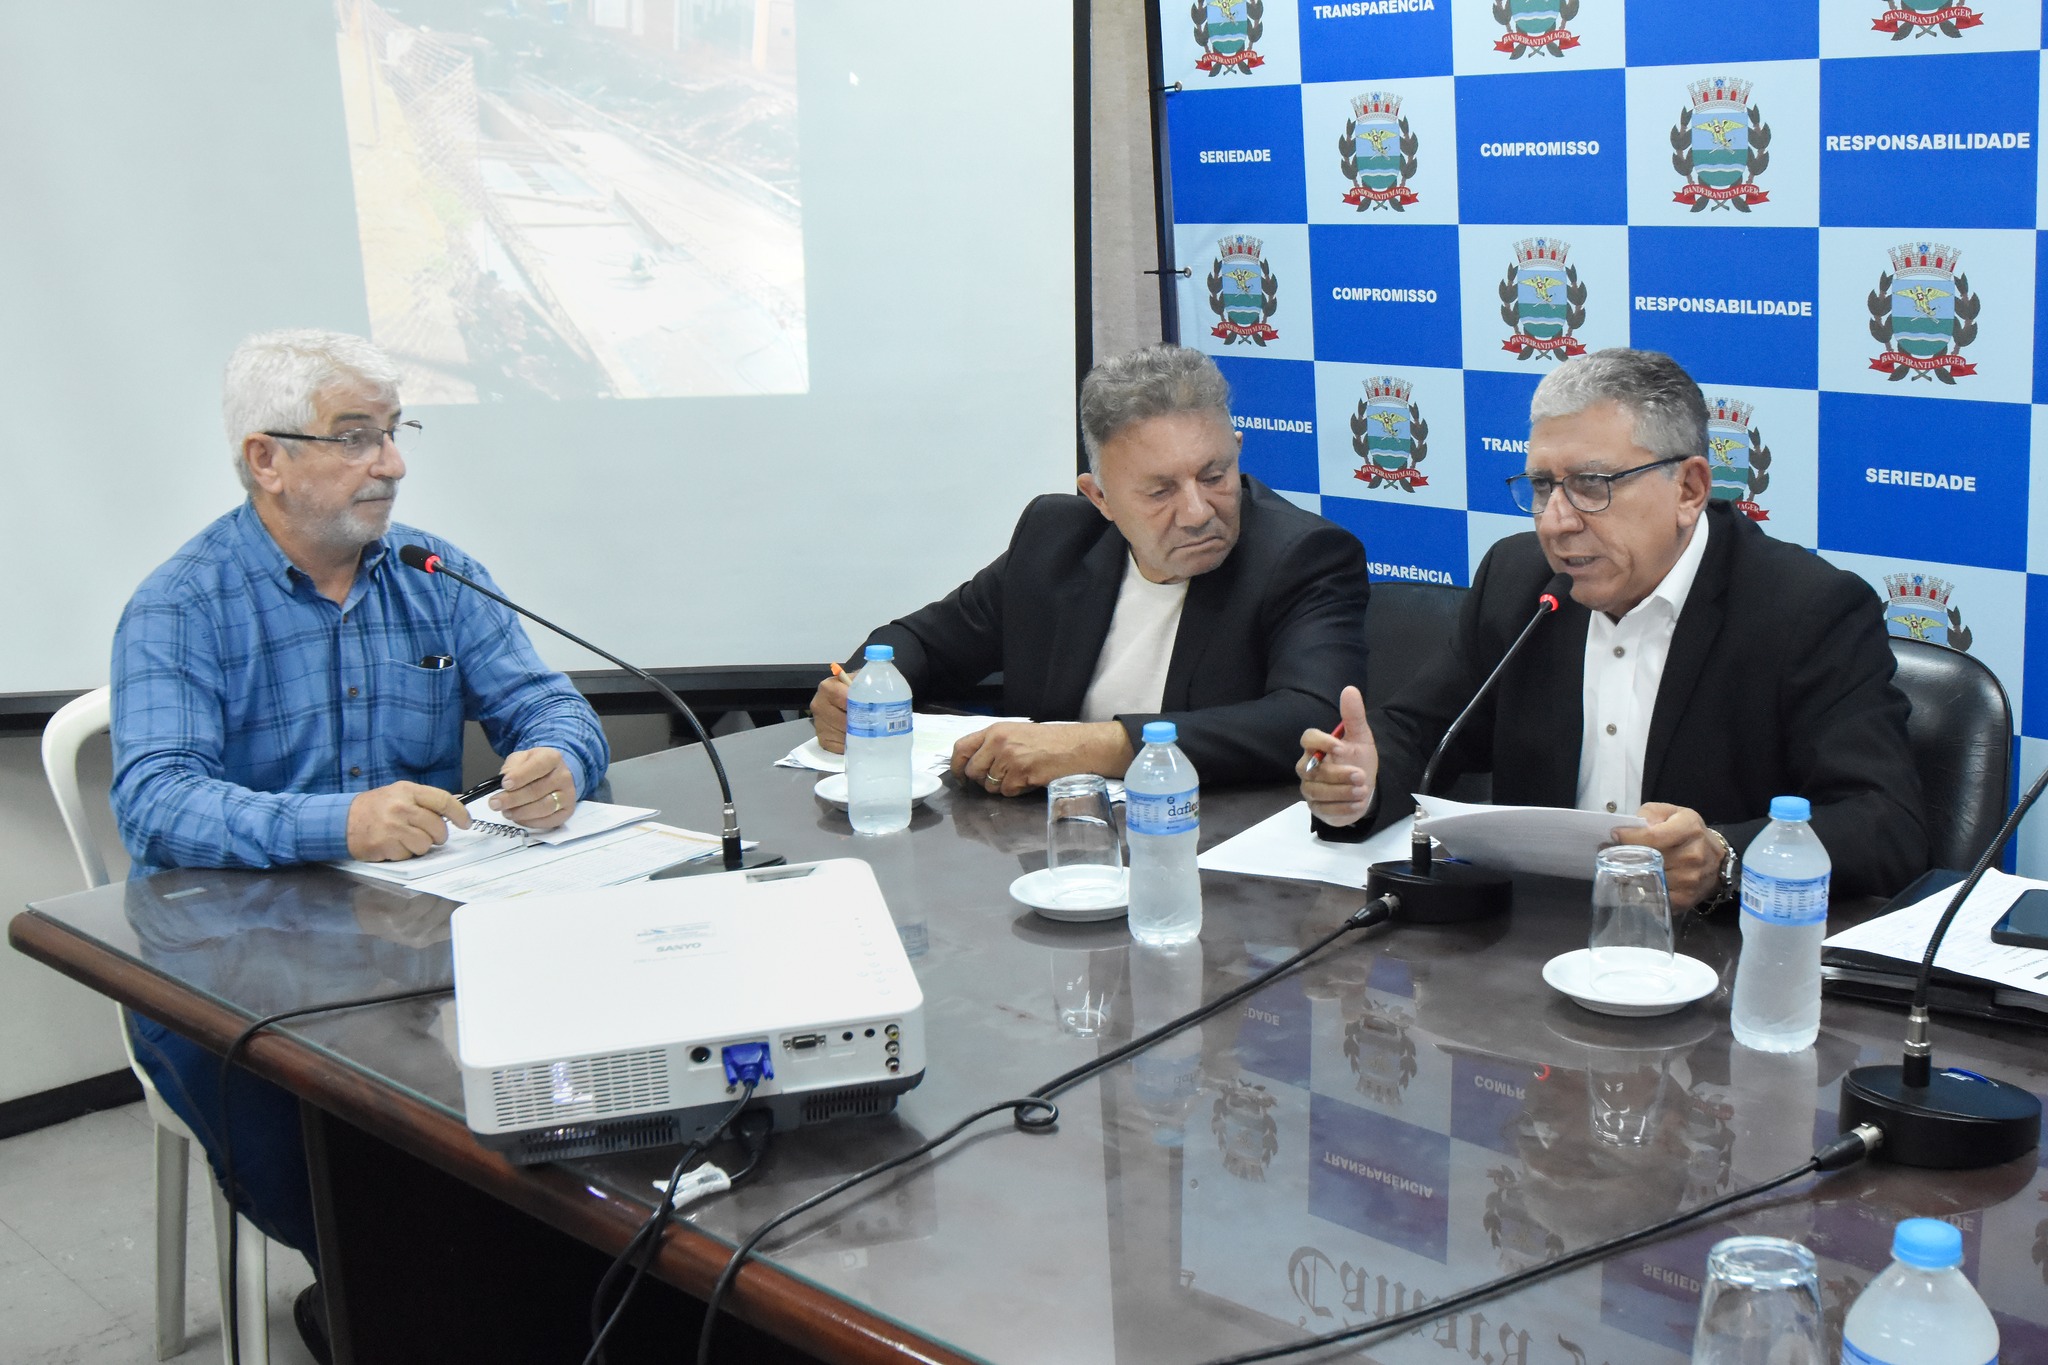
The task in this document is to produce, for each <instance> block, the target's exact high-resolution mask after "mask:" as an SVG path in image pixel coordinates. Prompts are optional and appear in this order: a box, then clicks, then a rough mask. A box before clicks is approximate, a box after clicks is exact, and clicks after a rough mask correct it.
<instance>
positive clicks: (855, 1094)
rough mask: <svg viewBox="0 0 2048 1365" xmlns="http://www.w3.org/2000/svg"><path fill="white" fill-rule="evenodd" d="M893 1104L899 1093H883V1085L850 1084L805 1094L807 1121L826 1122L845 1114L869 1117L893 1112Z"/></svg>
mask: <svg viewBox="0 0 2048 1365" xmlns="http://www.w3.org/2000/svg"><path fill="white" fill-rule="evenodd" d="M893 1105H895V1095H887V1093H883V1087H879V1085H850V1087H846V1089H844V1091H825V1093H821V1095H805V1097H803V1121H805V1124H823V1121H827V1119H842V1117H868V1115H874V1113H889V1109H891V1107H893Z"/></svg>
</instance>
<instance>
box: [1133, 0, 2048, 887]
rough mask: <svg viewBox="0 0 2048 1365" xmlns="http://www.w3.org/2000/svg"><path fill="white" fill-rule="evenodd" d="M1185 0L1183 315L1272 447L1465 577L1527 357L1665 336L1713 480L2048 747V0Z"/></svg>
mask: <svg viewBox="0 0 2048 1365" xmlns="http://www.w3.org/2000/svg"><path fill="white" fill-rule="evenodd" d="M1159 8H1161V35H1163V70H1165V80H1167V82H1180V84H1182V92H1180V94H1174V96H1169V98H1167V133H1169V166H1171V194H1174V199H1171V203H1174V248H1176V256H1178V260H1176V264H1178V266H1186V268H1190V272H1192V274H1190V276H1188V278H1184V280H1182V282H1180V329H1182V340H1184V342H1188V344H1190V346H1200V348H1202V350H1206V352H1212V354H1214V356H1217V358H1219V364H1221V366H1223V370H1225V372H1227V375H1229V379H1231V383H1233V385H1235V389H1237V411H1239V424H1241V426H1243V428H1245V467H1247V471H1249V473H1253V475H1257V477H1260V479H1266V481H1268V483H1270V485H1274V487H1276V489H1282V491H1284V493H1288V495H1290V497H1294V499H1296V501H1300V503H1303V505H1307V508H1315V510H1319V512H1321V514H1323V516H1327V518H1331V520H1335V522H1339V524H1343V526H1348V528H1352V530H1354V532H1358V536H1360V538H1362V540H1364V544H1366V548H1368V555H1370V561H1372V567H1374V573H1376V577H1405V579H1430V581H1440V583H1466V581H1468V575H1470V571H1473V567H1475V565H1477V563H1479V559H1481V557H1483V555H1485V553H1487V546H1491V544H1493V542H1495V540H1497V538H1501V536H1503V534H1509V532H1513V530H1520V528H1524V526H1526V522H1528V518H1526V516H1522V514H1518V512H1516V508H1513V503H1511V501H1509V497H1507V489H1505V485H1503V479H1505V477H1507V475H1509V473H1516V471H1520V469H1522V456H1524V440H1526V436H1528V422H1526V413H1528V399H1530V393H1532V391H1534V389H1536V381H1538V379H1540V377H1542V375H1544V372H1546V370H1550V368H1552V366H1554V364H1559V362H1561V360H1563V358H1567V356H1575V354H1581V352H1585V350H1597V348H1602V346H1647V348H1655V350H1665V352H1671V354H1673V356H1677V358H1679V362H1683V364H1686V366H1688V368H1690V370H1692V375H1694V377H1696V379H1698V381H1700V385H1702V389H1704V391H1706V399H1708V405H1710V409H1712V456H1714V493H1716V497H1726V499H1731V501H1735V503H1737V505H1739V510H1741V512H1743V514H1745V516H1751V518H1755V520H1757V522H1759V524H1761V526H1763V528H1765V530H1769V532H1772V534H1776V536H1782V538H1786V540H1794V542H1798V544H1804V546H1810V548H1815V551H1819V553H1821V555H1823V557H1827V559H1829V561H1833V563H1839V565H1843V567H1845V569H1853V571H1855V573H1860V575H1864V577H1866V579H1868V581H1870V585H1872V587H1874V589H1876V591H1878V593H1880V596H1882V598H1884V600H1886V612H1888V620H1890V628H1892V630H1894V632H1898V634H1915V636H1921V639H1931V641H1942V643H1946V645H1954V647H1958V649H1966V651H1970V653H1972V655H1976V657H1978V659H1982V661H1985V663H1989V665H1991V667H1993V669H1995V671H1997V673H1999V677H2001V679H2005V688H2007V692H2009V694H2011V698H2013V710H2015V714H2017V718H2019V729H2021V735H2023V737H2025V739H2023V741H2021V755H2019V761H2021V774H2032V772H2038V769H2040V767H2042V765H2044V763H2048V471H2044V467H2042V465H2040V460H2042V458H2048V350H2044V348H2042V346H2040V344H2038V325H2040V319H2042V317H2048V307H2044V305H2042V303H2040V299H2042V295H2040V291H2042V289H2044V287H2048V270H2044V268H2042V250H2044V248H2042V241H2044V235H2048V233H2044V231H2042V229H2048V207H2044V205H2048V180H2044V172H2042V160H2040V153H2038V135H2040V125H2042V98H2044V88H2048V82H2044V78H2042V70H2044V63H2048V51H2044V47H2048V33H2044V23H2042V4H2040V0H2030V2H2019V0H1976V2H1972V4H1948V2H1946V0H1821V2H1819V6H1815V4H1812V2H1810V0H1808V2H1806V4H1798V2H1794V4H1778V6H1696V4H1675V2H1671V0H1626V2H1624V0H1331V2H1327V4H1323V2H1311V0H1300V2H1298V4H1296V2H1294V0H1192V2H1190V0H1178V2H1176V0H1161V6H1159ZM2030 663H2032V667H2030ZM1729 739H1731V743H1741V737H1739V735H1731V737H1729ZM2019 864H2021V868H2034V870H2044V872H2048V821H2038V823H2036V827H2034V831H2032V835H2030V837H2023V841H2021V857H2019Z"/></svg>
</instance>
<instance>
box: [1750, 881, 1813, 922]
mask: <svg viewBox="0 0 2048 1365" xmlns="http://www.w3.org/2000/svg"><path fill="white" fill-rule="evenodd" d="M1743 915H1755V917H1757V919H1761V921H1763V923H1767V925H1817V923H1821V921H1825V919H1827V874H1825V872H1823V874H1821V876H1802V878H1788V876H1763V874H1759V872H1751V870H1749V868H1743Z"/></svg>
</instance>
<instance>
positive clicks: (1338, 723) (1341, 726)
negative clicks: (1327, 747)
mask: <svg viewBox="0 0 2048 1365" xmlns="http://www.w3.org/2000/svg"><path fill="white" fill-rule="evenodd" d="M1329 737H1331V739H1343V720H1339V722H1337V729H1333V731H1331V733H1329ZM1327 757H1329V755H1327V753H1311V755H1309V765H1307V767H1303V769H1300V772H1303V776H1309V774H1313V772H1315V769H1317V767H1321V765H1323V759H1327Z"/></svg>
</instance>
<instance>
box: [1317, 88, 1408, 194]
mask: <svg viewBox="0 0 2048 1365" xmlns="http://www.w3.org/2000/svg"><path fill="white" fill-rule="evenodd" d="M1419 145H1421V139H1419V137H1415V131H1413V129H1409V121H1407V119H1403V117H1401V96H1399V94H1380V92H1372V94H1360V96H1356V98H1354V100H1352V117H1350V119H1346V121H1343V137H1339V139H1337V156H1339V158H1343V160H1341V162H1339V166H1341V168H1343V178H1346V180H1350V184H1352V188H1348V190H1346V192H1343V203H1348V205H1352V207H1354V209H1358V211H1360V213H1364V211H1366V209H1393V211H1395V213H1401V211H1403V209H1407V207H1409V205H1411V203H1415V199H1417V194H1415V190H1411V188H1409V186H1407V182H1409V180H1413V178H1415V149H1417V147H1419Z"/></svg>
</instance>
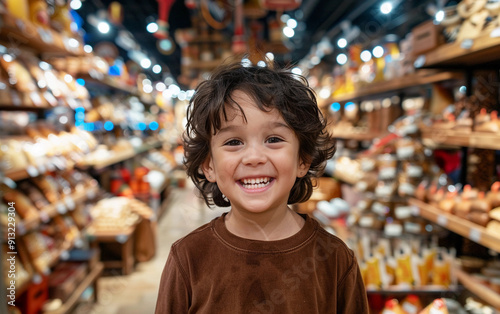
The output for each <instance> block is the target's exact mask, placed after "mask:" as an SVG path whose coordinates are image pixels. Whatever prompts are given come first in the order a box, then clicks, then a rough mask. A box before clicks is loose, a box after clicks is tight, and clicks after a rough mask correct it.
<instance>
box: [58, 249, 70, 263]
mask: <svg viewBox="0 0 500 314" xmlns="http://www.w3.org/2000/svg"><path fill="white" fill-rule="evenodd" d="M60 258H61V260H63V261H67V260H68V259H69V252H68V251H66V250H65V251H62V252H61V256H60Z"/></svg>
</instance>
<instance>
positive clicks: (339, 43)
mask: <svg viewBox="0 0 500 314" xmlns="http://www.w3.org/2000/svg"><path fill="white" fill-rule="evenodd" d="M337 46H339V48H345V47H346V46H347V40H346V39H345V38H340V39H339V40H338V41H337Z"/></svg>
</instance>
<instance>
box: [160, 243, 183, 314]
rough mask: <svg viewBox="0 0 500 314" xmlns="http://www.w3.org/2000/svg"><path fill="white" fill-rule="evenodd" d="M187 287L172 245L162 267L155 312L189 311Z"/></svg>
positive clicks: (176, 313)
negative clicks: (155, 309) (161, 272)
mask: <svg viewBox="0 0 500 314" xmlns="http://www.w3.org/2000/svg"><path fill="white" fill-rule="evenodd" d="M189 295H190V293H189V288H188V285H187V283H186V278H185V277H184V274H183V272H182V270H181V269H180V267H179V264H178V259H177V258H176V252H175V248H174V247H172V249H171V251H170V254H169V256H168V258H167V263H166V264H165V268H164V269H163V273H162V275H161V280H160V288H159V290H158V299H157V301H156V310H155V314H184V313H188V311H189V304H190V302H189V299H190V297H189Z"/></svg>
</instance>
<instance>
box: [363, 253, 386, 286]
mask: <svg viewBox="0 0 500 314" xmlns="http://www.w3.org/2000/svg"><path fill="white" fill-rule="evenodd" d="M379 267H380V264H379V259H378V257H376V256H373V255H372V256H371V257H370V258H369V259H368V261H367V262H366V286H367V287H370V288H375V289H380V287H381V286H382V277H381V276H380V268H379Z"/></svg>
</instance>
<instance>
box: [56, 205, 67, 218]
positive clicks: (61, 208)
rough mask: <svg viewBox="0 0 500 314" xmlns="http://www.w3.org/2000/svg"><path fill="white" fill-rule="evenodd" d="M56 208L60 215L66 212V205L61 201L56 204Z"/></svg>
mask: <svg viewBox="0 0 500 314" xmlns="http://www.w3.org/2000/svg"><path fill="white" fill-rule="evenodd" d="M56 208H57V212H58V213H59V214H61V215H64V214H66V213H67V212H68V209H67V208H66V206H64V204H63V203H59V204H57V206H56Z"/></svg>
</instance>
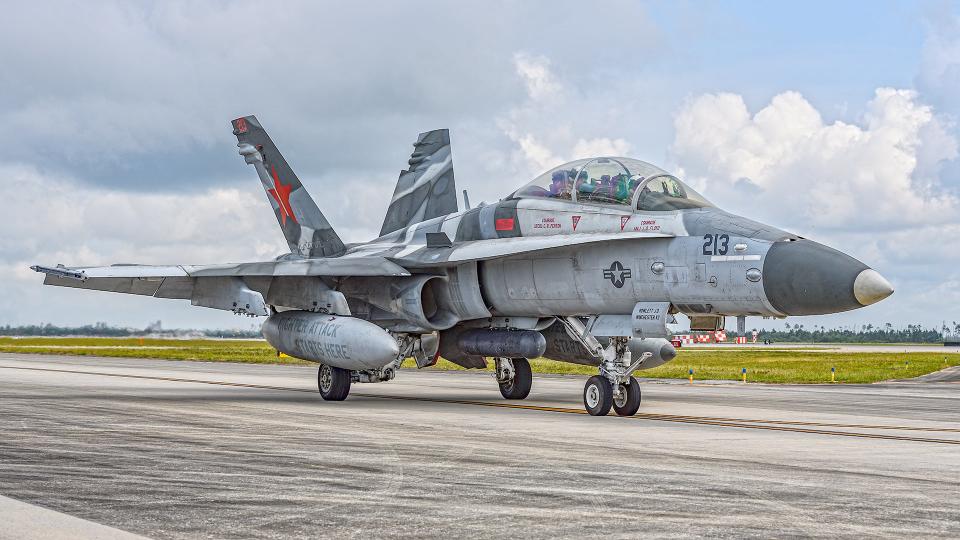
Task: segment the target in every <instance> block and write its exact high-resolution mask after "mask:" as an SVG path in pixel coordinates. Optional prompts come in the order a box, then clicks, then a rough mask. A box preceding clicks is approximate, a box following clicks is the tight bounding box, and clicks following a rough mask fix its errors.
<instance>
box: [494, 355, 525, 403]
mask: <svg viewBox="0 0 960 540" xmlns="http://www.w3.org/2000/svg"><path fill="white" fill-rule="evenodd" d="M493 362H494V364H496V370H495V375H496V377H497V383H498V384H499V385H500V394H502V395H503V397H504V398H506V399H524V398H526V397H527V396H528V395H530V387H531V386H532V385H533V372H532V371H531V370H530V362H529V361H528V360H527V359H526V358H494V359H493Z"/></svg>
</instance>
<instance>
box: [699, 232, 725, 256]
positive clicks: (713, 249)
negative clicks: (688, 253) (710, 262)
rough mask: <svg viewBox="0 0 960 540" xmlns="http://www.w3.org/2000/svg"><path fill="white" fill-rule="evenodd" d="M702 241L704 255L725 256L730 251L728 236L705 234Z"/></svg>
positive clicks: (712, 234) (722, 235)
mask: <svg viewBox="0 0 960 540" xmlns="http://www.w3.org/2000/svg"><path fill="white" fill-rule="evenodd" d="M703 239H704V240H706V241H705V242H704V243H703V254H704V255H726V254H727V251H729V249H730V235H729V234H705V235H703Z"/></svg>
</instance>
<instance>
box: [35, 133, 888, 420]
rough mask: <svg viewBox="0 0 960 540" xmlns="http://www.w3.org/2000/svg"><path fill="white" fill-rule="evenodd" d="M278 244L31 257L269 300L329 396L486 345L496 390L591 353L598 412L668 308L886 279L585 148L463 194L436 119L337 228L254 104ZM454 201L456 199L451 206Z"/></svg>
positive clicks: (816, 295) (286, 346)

◆ **Exercise goal**:
Nothing but the lines from the one containing "box: [35, 133, 888, 420]" to the end of the entries belongs in the answer, and each must match exactly.

◆ **Answer box**:
box: [35, 133, 888, 420]
rough mask: <svg viewBox="0 0 960 540" xmlns="http://www.w3.org/2000/svg"><path fill="white" fill-rule="evenodd" d="M278 244L31 257L269 300L329 396L486 345L496 390L591 353L598 412L668 308L886 279L585 148L463 194L436 119L337 228L254 104ZM454 201L456 199L451 206Z"/></svg>
positive clicks: (816, 295) (286, 346)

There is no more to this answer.